■ STATED TASK: Copy the data from the start through the line that contains "[7,1,148,104]", switching "plant stem" to "plant stalk" and changing nothing else. Leave the pictures out.
-- begin INPUT ROWS --
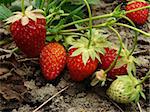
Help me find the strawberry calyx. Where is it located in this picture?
[114,47,140,75]
[90,69,107,86]
[5,6,45,26]
[70,29,111,65]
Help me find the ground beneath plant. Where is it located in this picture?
[0,2,150,112]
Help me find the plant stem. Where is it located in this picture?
[55,0,66,10]
[21,0,25,14]
[61,13,113,29]
[114,23,150,37]
[122,16,138,57]
[61,6,150,29]
[84,0,92,48]
[40,0,45,9]
[56,23,106,33]
[105,26,123,74]
[61,33,86,37]
[125,5,150,14]
[135,70,150,88]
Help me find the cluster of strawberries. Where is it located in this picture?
[7,1,148,104]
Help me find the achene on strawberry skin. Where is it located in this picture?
[40,42,67,80]
[67,48,98,81]
[5,6,46,57]
[10,19,46,57]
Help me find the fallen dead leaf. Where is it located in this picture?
[0,68,9,76]
[0,85,22,102]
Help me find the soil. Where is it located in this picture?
[0,1,150,112]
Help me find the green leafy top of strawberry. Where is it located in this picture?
[69,29,111,65]
[115,46,140,75]
[5,6,45,26]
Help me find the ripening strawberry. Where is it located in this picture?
[125,1,149,25]
[106,75,145,104]
[6,6,46,57]
[100,48,127,79]
[40,42,67,80]
[67,48,98,81]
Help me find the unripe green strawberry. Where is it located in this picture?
[106,75,144,103]
[125,1,149,25]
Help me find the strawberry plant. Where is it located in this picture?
[0,0,150,110]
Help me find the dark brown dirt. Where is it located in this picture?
[0,2,150,112]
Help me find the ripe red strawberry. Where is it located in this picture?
[67,48,98,81]
[125,1,149,25]
[100,48,127,78]
[40,42,67,80]
[6,7,46,57]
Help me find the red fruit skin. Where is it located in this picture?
[10,19,46,57]
[67,48,98,81]
[40,42,67,80]
[100,48,127,79]
[125,1,149,25]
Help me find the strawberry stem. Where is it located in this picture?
[125,5,150,14]
[61,13,113,29]
[114,23,150,37]
[135,70,150,88]
[122,16,138,57]
[58,23,106,34]
[105,26,123,74]
[21,0,25,14]
[84,0,92,48]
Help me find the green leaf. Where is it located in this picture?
[133,57,141,66]
[0,0,15,5]
[0,5,12,20]
[68,0,100,5]
[82,50,89,65]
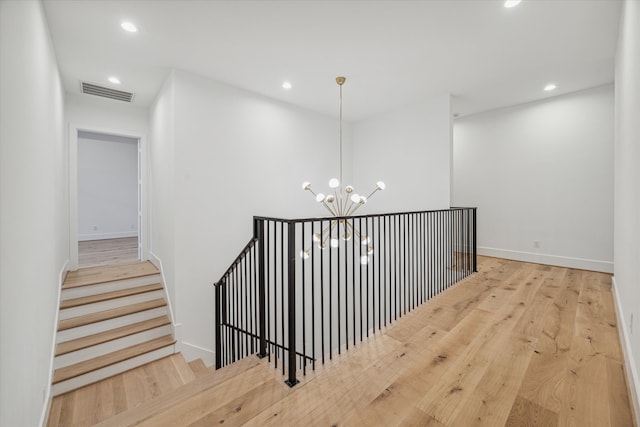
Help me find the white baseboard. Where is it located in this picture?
[176,341,216,366]
[149,251,178,328]
[478,247,613,273]
[611,277,640,426]
[39,260,71,427]
[78,231,138,242]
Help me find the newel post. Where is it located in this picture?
[214,280,224,369]
[253,218,267,359]
[285,221,299,387]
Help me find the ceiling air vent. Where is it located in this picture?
[80,82,133,102]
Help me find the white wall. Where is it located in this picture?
[65,93,149,135]
[614,0,640,423]
[0,1,69,427]
[353,95,451,213]
[165,71,338,362]
[78,132,138,240]
[148,73,174,318]
[453,85,614,272]
[150,70,450,363]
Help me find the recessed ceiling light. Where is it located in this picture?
[504,0,522,8]
[120,21,138,33]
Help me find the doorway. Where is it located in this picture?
[69,126,146,270]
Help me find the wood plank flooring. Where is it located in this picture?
[78,237,138,268]
[49,257,634,427]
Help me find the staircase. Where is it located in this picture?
[52,262,175,396]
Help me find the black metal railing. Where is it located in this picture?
[215,208,477,386]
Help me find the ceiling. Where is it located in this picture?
[44,0,621,121]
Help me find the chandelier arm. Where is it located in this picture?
[346,203,363,216]
[333,190,342,216]
[367,187,380,199]
[343,200,354,216]
[322,202,338,216]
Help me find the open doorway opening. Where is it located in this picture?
[77,131,140,268]
[69,125,146,270]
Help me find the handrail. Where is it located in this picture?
[213,237,258,286]
[215,207,477,386]
[253,207,477,224]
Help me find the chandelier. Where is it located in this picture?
[300,77,385,264]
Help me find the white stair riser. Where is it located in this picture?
[56,305,169,344]
[60,274,162,301]
[51,345,175,396]
[53,325,172,369]
[59,289,164,320]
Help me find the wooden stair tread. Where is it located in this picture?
[53,335,176,384]
[62,261,160,289]
[58,298,167,331]
[96,356,273,427]
[189,359,211,378]
[60,283,162,309]
[56,315,171,356]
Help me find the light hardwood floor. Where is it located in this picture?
[49,258,634,427]
[78,237,138,268]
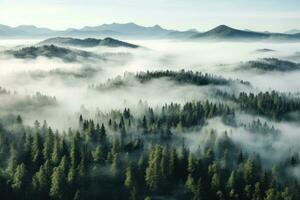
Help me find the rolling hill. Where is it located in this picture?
[191,25,300,41]
[39,37,139,48]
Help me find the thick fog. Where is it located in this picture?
[0,37,300,180]
[0,40,300,125]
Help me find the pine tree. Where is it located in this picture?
[11,163,27,191]
[50,167,66,199]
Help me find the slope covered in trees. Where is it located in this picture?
[0,96,300,200]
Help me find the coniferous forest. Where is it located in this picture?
[0,0,300,200]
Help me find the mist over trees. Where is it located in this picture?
[0,33,300,200]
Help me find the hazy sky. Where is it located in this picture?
[0,0,300,31]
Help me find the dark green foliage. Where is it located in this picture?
[0,101,300,200]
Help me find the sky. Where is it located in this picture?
[0,0,300,32]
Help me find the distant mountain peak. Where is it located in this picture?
[211,25,236,32]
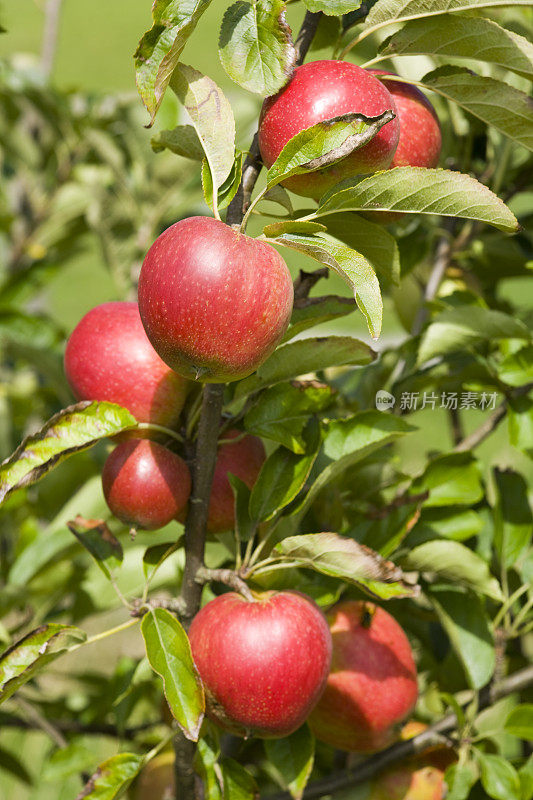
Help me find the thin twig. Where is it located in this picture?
[265,666,533,800]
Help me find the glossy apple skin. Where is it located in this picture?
[65,302,188,426]
[207,430,266,533]
[102,439,191,530]
[259,61,400,199]
[189,592,331,738]
[368,69,442,169]
[309,601,418,753]
[139,217,293,383]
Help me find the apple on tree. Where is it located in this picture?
[102,439,191,530]
[309,601,418,753]
[139,217,294,383]
[189,591,331,738]
[65,302,188,426]
[259,60,400,200]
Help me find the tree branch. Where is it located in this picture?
[266,665,533,800]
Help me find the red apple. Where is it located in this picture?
[189,592,331,738]
[368,69,442,169]
[309,601,418,753]
[102,439,191,530]
[139,217,293,383]
[259,61,400,199]
[65,303,187,425]
[207,430,266,533]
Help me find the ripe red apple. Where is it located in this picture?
[207,430,266,533]
[189,592,331,738]
[102,439,191,530]
[309,601,418,753]
[259,61,400,199]
[65,303,188,426]
[139,217,293,383]
[368,69,442,169]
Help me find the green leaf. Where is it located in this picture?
[267,111,395,188]
[380,14,533,79]
[272,233,383,339]
[67,514,124,578]
[474,748,521,800]
[418,306,530,364]
[202,152,244,211]
[244,381,333,453]
[0,623,86,703]
[263,219,326,237]
[134,0,211,125]
[403,539,503,601]
[508,397,533,456]
[316,167,519,233]
[303,0,362,12]
[220,758,259,800]
[411,453,484,508]
[298,411,416,516]
[218,0,296,97]
[496,345,533,386]
[264,725,315,800]
[494,469,533,569]
[327,212,400,284]
[250,419,320,521]
[428,585,495,689]
[235,336,376,398]
[422,67,533,152]
[282,295,355,342]
[273,533,418,599]
[505,703,533,741]
[365,0,531,28]
[76,753,144,800]
[170,64,235,206]
[141,608,205,741]
[444,764,477,800]
[0,401,137,503]
[150,125,205,161]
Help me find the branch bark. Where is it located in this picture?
[265,665,533,800]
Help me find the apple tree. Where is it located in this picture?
[0,0,533,800]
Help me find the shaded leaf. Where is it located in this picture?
[0,401,137,502]
[380,14,533,79]
[316,167,518,233]
[422,67,533,152]
[134,0,211,124]
[141,608,205,741]
[428,585,495,689]
[272,233,383,339]
[218,0,296,97]
[403,539,503,601]
[0,623,86,702]
[67,514,124,578]
[235,336,376,398]
[265,725,315,800]
[76,753,143,800]
[418,306,530,364]
[274,533,418,598]
[267,111,395,188]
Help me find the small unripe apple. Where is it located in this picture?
[102,439,191,530]
[131,751,175,800]
[65,302,188,426]
[309,601,418,753]
[207,430,266,533]
[368,69,442,169]
[189,592,331,738]
[139,217,293,383]
[259,61,400,199]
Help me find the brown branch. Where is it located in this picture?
[265,666,533,800]
[454,383,533,453]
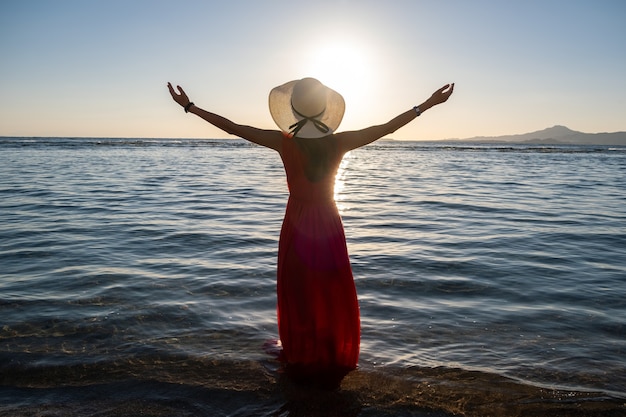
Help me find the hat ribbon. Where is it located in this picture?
[289,106,330,137]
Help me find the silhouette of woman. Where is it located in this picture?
[167,78,454,389]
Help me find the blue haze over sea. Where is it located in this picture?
[0,138,626,416]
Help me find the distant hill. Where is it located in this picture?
[450,126,626,146]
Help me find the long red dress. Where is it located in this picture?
[277,137,360,387]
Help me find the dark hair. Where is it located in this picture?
[294,136,337,182]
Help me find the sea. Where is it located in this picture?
[0,137,626,417]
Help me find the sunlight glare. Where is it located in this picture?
[334,152,350,213]
[307,40,372,106]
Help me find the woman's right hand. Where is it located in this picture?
[167,83,191,107]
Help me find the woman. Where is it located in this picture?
[168,78,454,388]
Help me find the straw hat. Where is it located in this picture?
[269,78,346,139]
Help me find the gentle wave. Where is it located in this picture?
[0,138,626,415]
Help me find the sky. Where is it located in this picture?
[0,0,626,140]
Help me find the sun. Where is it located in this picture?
[307,41,373,110]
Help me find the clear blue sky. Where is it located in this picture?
[0,0,626,139]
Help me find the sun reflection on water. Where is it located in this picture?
[333,152,351,213]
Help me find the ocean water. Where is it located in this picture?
[0,138,626,416]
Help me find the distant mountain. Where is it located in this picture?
[444,126,626,146]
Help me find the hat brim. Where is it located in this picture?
[269,80,346,139]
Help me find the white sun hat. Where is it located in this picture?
[269,78,346,139]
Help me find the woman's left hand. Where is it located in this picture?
[167,83,190,107]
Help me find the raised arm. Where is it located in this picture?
[167,83,283,151]
[335,83,454,152]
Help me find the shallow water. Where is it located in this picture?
[0,138,626,416]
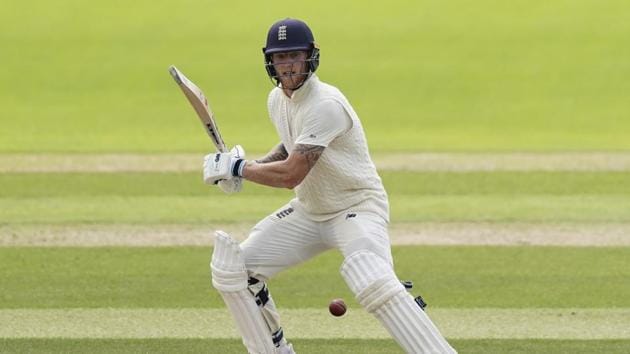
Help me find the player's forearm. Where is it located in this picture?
[243,160,303,189]
[256,143,289,163]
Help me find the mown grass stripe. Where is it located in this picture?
[0,152,630,173]
[0,308,630,339]
[0,222,630,247]
[0,194,630,225]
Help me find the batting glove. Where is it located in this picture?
[203,145,245,184]
[219,145,245,194]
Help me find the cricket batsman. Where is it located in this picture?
[203,18,455,354]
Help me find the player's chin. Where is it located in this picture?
[280,74,307,90]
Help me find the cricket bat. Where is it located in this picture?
[168,65,228,152]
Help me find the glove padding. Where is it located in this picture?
[203,145,245,184]
[219,145,245,194]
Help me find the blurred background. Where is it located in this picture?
[0,0,630,153]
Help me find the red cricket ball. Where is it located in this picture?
[328,299,347,317]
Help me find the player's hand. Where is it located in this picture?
[203,145,245,184]
[219,145,245,194]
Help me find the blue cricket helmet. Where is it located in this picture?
[263,18,319,82]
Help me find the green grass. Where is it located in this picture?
[0,0,630,152]
[0,171,630,198]
[0,246,630,309]
[0,339,630,354]
[0,172,630,224]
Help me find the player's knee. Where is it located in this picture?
[341,250,406,312]
[210,231,248,292]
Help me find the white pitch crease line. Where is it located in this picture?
[0,308,630,339]
[0,152,630,173]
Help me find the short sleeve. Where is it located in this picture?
[295,100,352,147]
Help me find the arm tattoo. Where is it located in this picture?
[293,144,325,168]
[256,143,289,163]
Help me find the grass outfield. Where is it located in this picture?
[0,0,630,152]
[0,339,630,354]
[0,171,630,224]
[0,246,630,309]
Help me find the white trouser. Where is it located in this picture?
[241,205,392,281]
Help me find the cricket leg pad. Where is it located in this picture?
[341,250,456,353]
[248,277,291,353]
[210,231,276,354]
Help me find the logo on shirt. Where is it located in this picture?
[278,26,287,41]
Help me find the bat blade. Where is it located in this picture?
[168,65,228,152]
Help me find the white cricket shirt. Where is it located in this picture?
[267,74,389,221]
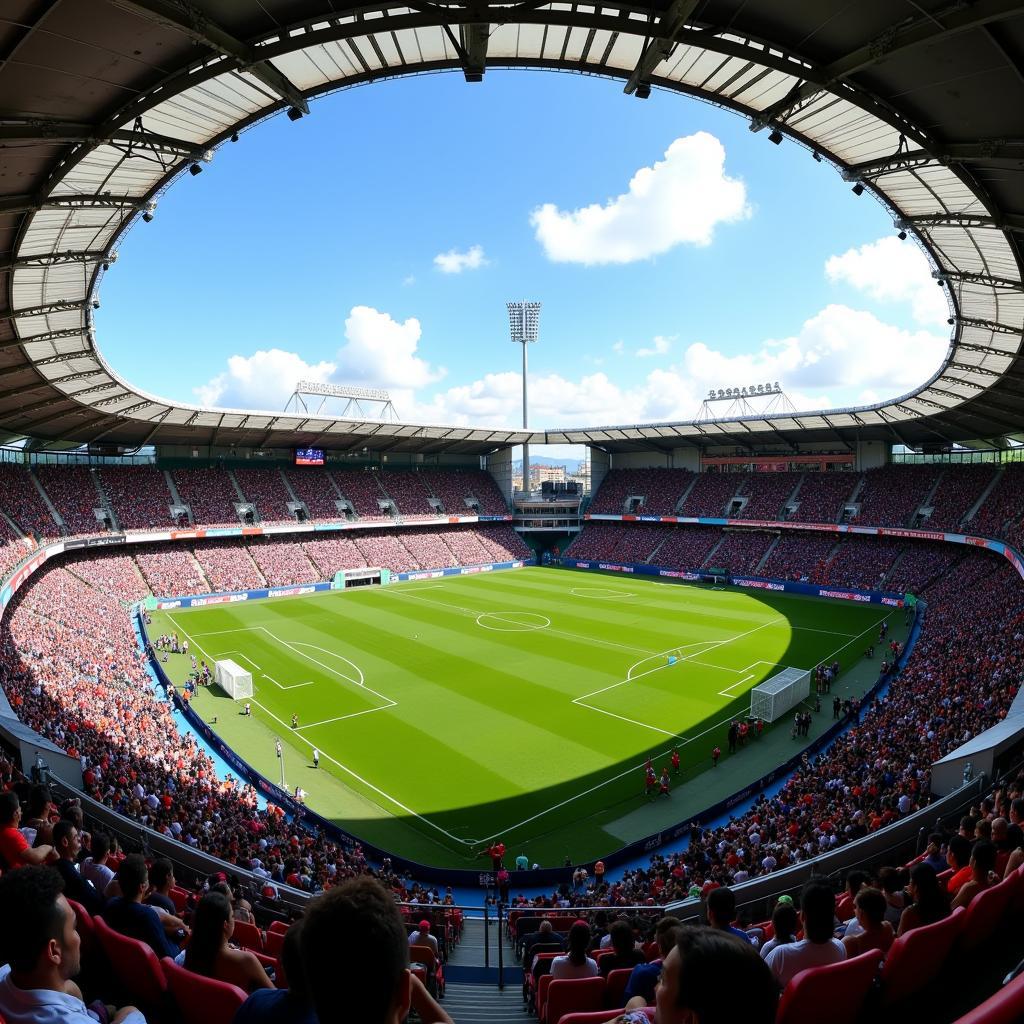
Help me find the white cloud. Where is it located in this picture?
[194,348,336,410]
[530,131,751,266]
[402,305,946,428]
[195,306,446,415]
[434,246,487,273]
[335,306,445,388]
[636,334,675,359]
[825,236,949,325]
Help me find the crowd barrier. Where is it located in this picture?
[138,589,926,889]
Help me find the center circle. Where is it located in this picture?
[476,611,551,633]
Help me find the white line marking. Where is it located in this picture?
[379,587,654,656]
[476,611,551,633]
[572,697,679,739]
[218,650,263,672]
[167,612,477,847]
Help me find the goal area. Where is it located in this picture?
[213,658,253,700]
[751,669,811,722]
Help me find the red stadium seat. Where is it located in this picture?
[775,949,882,1024]
[959,872,1018,953]
[262,931,285,956]
[231,921,264,953]
[68,899,101,957]
[92,918,167,1010]
[161,956,246,1024]
[541,975,604,1024]
[882,907,965,1007]
[953,974,1024,1024]
[604,967,633,1010]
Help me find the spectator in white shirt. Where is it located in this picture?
[765,880,846,988]
[82,833,114,893]
[0,867,145,1024]
[551,921,598,979]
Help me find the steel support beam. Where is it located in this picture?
[111,0,309,114]
[0,299,88,323]
[933,270,1024,292]
[459,22,490,82]
[0,249,108,271]
[623,0,700,99]
[752,0,1020,130]
[9,327,86,348]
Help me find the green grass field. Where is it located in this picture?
[151,568,901,867]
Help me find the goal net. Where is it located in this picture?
[751,669,811,722]
[213,659,253,700]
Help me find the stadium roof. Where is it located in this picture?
[0,0,1024,453]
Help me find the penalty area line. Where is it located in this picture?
[167,614,473,847]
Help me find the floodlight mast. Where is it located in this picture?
[505,302,541,492]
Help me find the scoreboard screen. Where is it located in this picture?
[295,449,324,466]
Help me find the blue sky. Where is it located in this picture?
[97,72,948,438]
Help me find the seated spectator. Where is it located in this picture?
[20,783,56,846]
[952,840,998,910]
[53,818,105,916]
[922,833,947,874]
[175,893,273,992]
[0,866,145,1024]
[522,919,565,971]
[896,861,949,936]
[551,921,597,980]
[145,857,178,915]
[626,916,680,1005]
[708,886,754,944]
[836,870,871,921]
[843,886,896,959]
[144,857,188,941]
[0,793,57,869]
[409,918,437,956]
[879,867,906,932]
[82,833,114,895]
[647,925,774,1024]
[760,896,800,959]
[765,880,846,988]
[102,853,178,959]
[299,877,453,1024]
[232,921,316,1024]
[946,825,974,896]
[597,921,647,978]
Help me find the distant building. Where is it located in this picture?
[529,463,565,490]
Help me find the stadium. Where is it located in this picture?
[0,0,1024,1024]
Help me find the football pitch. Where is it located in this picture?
[150,568,902,867]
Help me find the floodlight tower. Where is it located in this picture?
[505,302,541,490]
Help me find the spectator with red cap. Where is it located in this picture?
[409,918,437,956]
[0,793,59,868]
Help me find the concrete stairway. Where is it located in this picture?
[443,918,537,1024]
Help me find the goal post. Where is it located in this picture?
[751,669,811,722]
[213,658,253,700]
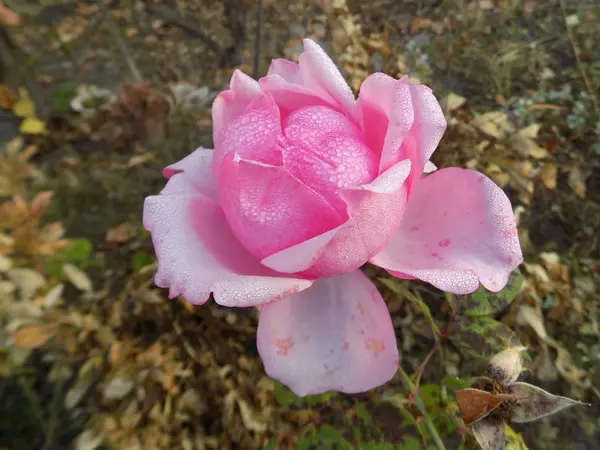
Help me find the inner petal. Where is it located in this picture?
[283,106,378,212]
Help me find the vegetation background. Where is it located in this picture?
[0,0,600,450]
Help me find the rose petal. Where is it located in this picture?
[219,154,345,258]
[257,270,398,396]
[267,58,303,85]
[298,39,356,117]
[161,147,220,204]
[282,106,378,215]
[258,74,341,118]
[212,69,261,147]
[143,149,312,306]
[262,160,410,278]
[371,168,523,294]
[357,73,446,185]
[213,94,283,179]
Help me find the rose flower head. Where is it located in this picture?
[144,39,522,395]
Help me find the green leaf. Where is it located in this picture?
[449,316,520,361]
[355,403,371,425]
[133,251,154,272]
[318,424,352,450]
[398,436,421,450]
[378,278,440,336]
[263,439,277,450]
[457,269,523,317]
[296,424,317,450]
[504,425,528,450]
[273,380,333,407]
[63,238,92,262]
[52,81,76,112]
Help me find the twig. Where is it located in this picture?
[252,0,263,79]
[398,365,446,450]
[98,0,143,81]
[145,1,225,58]
[560,0,600,120]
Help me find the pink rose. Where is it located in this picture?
[144,39,522,395]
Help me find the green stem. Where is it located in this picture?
[398,365,446,450]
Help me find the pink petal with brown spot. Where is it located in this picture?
[257,270,398,396]
[371,168,523,294]
[143,149,312,307]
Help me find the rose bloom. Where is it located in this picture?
[144,39,522,396]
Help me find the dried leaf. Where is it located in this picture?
[63,263,93,292]
[540,163,558,189]
[569,167,586,198]
[0,255,12,273]
[19,117,46,134]
[456,388,513,425]
[75,430,103,450]
[104,222,132,244]
[488,347,527,383]
[7,268,46,301]
[102,378,135,400]
[507,382,590,423]
[473,419,506,450]
[442,92,467,113]
[13,324,54,349]
[236,397,267,433]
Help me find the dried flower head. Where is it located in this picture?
[456,347,589,450]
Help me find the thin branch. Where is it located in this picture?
[560,0,600,120]
[252,0,263,79]
[145,1,225,58]
[98,0,143,81]
[398,364,446,450]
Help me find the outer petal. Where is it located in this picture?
[298,39,356,116]
[267,58,302,85]
[212,69,261,147]
[161,147,220,204]
[262,160,410,278]
[371,168,523,294]
[358,73,446,184]
[219,154,344,258]
[212,94,283,179]
[143,149,312,306]
[259,73,341,117]
[257,270,398,396]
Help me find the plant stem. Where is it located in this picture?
[398,365,446,450]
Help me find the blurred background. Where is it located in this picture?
[0,0,600,450]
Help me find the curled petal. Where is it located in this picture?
[358,73,446,184]
[473,417,506,450]
[267,59,303,85]
[488,347,527,383]
[257,270,398,396]
[507,382,590,423]
[298,39,356,116]
[371,168,523,294]
[161,147,220,204]
[262,160,410,278]
[219,154,343,258]
[212,94,283,179]
[143,149,312,306]
[259,73,340,117]
[212,69,261,147]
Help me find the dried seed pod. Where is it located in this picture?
[487,347,527,383]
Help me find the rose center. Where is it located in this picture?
-- end INPUT ROWS --
■ RESPONSE TO THIS EXERCISE:
Help me find the strawberry calyx. Where is it located in this picture?
[114,47,140,75]
[90,69,107,86]
[5,6,45,26]
[70,29,111,65]
Help me find the ground beneath plant. Where is it located in this picture?
[0,2,150,112]
Help me find the plant stalk. Where is it located in this picture?
[55,0,66,10]
[21,0,25,14]
[61,13,113,29]
[114,23,150,37]
[122,16,138,57]
[61,6,150,29]
[84,0,92,48]
[40,0,45,9]
[56,23,106,33]
[105,26,123,74]
[61,33,86,37]
[125,5,150,14]
[135,70,150,88]
Help me find the cluster of strawberries. Where is it located in this picture?
[7,1,148,104]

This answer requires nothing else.